### Exercise brief
Copy exactly the lines of the records below, starting at the line that contains "Each instance receives a single keypoint. Tag the white trim" and continuing through the last line, both included; omit any pictures.

Position identification records:
-- START --

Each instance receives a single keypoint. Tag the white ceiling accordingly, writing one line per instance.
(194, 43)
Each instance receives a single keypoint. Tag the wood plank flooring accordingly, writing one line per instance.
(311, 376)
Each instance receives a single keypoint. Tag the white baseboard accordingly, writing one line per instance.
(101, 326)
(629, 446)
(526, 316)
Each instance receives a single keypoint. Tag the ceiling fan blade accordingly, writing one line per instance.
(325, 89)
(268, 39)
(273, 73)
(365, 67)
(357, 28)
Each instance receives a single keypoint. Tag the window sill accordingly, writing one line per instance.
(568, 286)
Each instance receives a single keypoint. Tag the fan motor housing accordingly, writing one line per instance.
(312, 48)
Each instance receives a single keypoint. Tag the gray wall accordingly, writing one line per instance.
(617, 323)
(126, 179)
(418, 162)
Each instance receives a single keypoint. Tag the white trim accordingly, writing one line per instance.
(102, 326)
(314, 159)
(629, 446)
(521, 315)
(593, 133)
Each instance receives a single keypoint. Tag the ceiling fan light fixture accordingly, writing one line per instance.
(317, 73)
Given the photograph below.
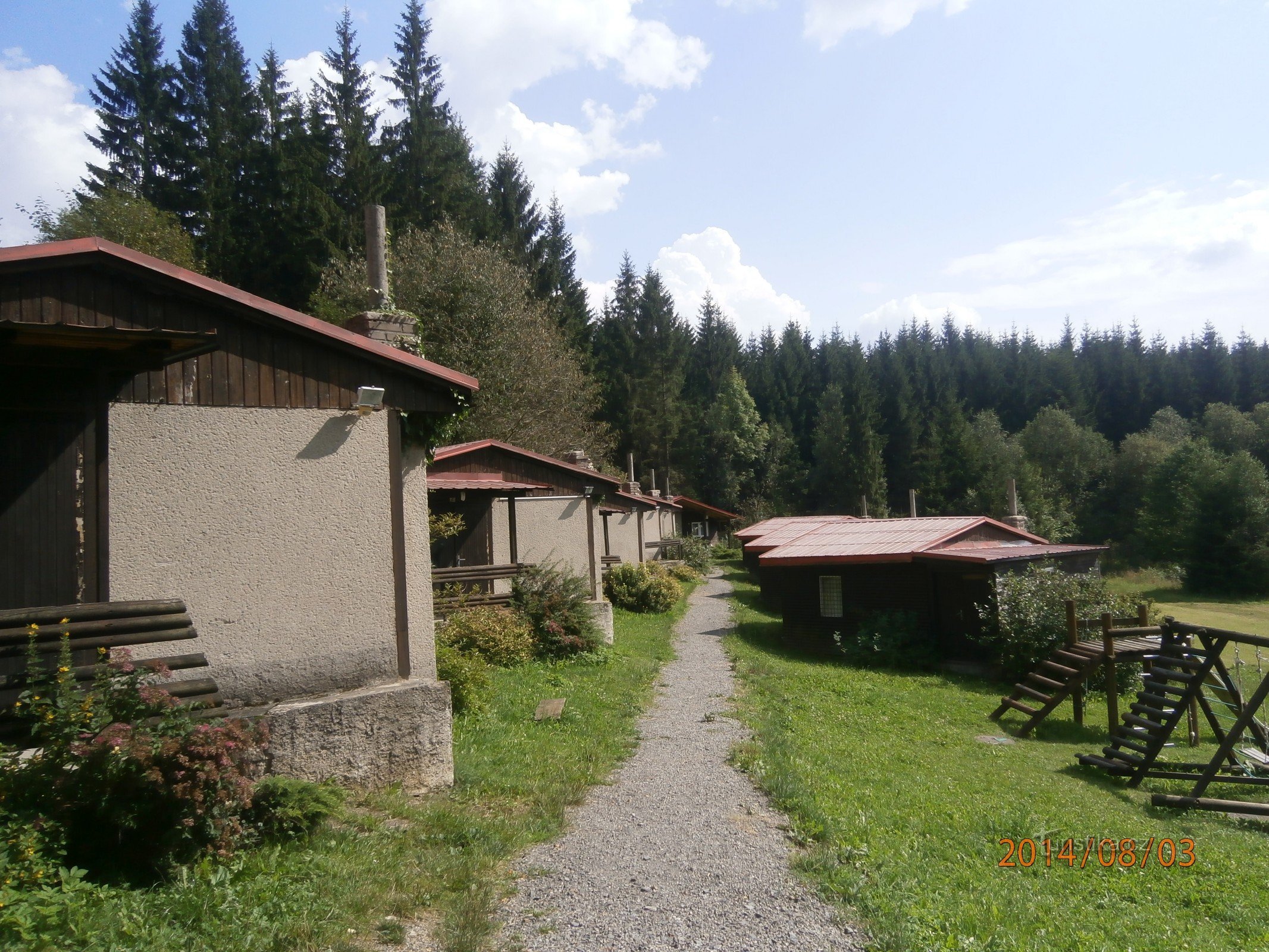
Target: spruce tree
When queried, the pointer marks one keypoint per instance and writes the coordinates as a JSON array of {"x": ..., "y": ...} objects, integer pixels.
[
  {"x": 848, "y": 461},
  {"x": 357, "y": 169},
  {"x": 615, "y": 355},
  {"x": 218, "y": 124},
  {"x": 557, "y": 281},
  {"x": 136, "y": 109},
  {"x": 715, "y": 353},
  {"x": 662, "y": 343},
  {"x": 432, "y": 172},
  {"x": 516, "y": 219},
  {"x": 291, "y": 211}
]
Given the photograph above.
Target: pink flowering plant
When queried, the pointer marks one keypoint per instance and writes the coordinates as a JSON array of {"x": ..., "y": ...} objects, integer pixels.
[{"x": 123, "y": 781}]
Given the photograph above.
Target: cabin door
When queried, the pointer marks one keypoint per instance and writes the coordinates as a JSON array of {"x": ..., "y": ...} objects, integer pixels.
[{"x": 50, "y": 487}]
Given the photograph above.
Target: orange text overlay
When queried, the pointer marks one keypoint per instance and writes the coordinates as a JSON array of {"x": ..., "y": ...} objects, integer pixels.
[{"x": 1094, "y": 852}]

-- END --

### Result of the exercise
Each instance receives a single keypoint. Tag the white trim accordingly, writing one line per instance.
(102, 326)
(314, 159)
(629, 446)
(521, 315)
(593, 133)
Each instance receives a single keypoint. Tag the ceiling fan light fixture accordingly, writing one line per instance.
(317, 73)
Given the photograph below.
Target: spruce tree
When queried, the pointer marks one keypoint per instance and writes the coordinates as a JSON array of {"x": ..., "y": ...} objects, integer pixels.
[
  {"x": 848, "y": 461},
  {"x": 357, "y": 169},
  {"x": 615, "y": 355},
  {"x": 218, "y": 124},
  {"x": 557, "y": 281},
  {"x": 136, "y": 109},
  {"x": 715, "y": 353},
  {"x": 662, "y": 343},
  {"x": 432, "y": 172},
  {"x": 516, "y": 219},
  {"x": 291, "y": 211}
]
Given the photograph above.
Target: pink flowering plant
When queried, the pointer marks one keypoint per instance and writes the coordinates as a JSON array of {"x": ..., "y": ...} objects, integer pixels.
[{"x": 123, "y": 781}]
Given the photograph above.
Target: cabin door
When queried, the pointer marks one keypoint per instance and writes the coordinates as a JSON array of {"x": ..., "y": ...} objects, integer pixels.
[{"x": 50, "y": 487}]
Given the photograph above.
Target: orange text overlay
When queried, the pointer marks one keypoint per instance and writes the coordinates as a JSON array of {"x": ..., "y": ...} objects, integer pixels.
[{"x": 1094, "y": 852}]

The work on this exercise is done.